What this task involves
Output each of the following records line for line, changing nothing.

Records provided

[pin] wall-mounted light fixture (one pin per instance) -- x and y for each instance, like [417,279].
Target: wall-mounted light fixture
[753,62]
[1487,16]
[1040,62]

Solved exercise
[pin] wall-mounted light fixture (one pin per instance) -- x and y for each instance, like [417,279].
Target: wall-mounted light fixture
[753,62]
[1487,16]
[1040,62]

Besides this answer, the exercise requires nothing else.